• _Your task_
From top to bottom, each entry below must be reproduced exactly.

[Source data Boundary: Start]

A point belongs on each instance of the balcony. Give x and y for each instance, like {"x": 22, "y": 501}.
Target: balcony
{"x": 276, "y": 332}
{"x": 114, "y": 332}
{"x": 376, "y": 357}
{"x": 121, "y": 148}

[Source data Boundary: End]

• _Solution_
A point belongs on each instance of the balcony. Give x and y for each instance, like {"x": 22, "y": 501}.
Target: balcony
{"x": 276, "y": 332}
{"x": 114, "y": 332}
{"x": 376, "y": 357}
{"x": 121, "y": 148}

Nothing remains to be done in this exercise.